_TEXT EXTRACT:_
§
The Washington Post Tries to Eat the Blogosphere, and Chokes

What a bunch of snobby, smug, entitled, presumptuous ASSHOLES:

Five weeks ago, I received an unsolicited offer from the Washington
Post. They asked if they could post my picture and biography on their
website and link to every new blog post appearing here if I agreed to
produce regular original content for them at their request. I turned
them down. Why?

Because they wanted me to work for them for nothing.

The
Post is organizing a “local blogging network” linking to selected blogs
from their website and asking bloggers to submit original content,
which would be edited by them. The Post’s rights to that content would
be enforceable under a written agreement.

Scout sent this to me. My blood pressure has been so nice and LOW for weeks now. This is outrageous and sad and depressing and insane and stupid in all the ways shit like this is always stupid.

Why would the Post even think bloggers would agree to something like this? Because. Because they think they’re the Post, and you should aspire to be them, and if you’re not aspiring to be them you should at least aspire for them to piss on you as they walk by.

Because MPW should just fall all over themselves to kiss the Post’s ring, right? They should be grateful, I mean, my God, that the Post would even NOTICE them? It’s like an ant being smiled upon by a goddess! They shouldn’t ask for money from a multi-million-dollar news corporation! They should just be honored to be allowed to share the same pixels as the Post’s actual staff writers.
§
_EXTRACTED MATERIAL:_
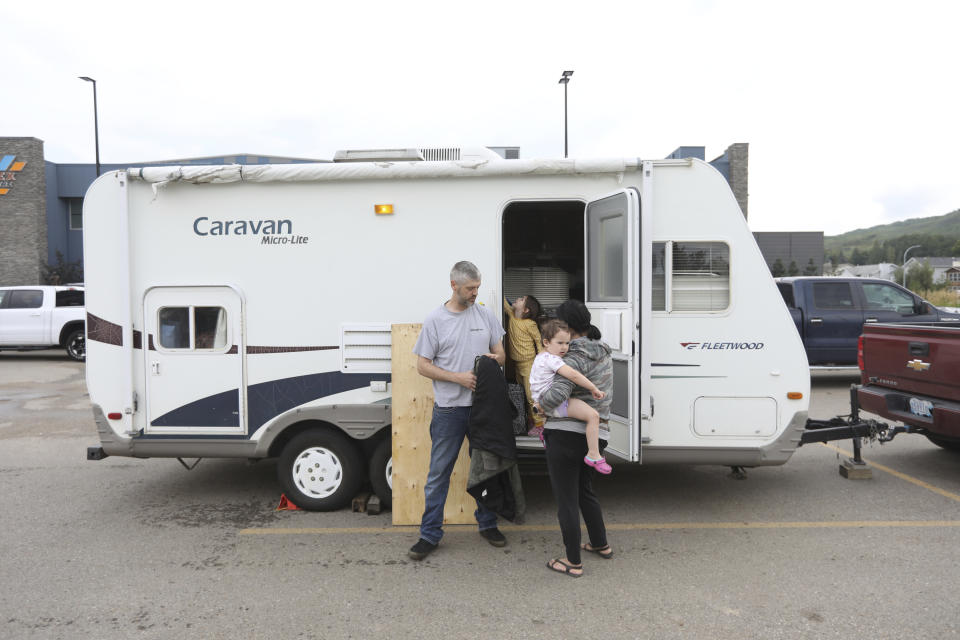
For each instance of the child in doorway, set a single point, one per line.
(556, 343)
(523, 344)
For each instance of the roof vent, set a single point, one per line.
(377, 155)
(440, 153)
(434, 154)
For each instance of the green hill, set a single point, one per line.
(937, 235)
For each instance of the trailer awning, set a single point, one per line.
(215, 174)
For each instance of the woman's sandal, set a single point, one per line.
(604, 552)
(565, 568)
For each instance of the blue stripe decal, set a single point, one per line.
(265, 400)
(220, 410)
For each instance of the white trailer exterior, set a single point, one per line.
(245, 311)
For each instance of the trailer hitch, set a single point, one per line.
(852, 427)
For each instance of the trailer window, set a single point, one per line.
(193, 328)
(698, 274)
(175, 328)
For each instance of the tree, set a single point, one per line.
(63, 272)
(920, 277)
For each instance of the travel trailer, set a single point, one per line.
(246, 311)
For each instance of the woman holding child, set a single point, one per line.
(566, 439)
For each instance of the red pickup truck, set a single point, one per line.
(911, 373)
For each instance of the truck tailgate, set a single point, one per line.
(918, 359)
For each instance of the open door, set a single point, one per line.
(614, 269)
(194, 361)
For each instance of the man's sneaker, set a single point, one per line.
(494, 537)
(422, 549)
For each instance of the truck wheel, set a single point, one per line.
(381, 472)
(320, 470)
(77, 345)
(944, 443)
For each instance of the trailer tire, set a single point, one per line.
(320, 470)
(945, 443)
(76, 345)
(381, 472)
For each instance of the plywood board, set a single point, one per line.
(412, 409)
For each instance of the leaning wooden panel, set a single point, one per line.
(412, 402)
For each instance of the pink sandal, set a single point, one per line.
(600, 465)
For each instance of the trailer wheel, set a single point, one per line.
(381, 472)
(76, 345)
(944, 443)
(320, 470)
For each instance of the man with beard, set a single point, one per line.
(453, 335)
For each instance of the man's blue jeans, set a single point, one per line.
(447, 431)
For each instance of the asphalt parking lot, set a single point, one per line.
(143, 548)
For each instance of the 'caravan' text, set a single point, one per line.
(203, 226)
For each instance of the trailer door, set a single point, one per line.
(613, 292)
(193, 353)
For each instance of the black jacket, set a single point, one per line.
(494, 478)
(491, 418)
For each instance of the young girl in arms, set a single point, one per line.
(556, 342)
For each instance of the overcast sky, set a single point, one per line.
(850, 108)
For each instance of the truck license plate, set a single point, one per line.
(921, 408)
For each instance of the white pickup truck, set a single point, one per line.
(41, 317)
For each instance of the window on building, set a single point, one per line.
(691, 276)
(193, 328)
(76, 213)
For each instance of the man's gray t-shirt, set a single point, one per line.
(452, 341)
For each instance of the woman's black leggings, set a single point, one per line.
(572, 485)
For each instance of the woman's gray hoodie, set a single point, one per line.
(592, 359)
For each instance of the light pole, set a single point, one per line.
(96, 129)
(909, 249)
(565, 80)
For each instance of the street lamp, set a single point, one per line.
(565, 80)
(909, 249)
(96, 130)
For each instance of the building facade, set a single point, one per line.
(795, 252)
(41, 205)
(23, 188)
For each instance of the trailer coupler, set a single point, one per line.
(850, 426)
(96, 453)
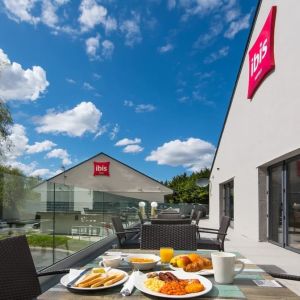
§
_JOBS:_
1. Using the post about the Washington Post's blogging offer, decide whether each statement agrees with it: (a) the offer from the Post was unsolicited; (b) the person who received the offer accepted it; (c) content submitted to the Post would be edited by the Post. Answer yes or no for each, and quote the words that settle it.
2. Extract every line of the listing that contains the word "blue".
The text and the listing come from separate, unrelated sources.

_TASK-BY-TASK OUTPUTS:_
1.
(a) Yes: "I received an unsolicited offer from the Washington Post."
(b) No: "I turned them down."
(c) Yes: "which would be edited by them."

2.
For each instance of the blue stripe decal, set a single point, one per line.
For each instance of the man's blue jeans, set a single point, one per line.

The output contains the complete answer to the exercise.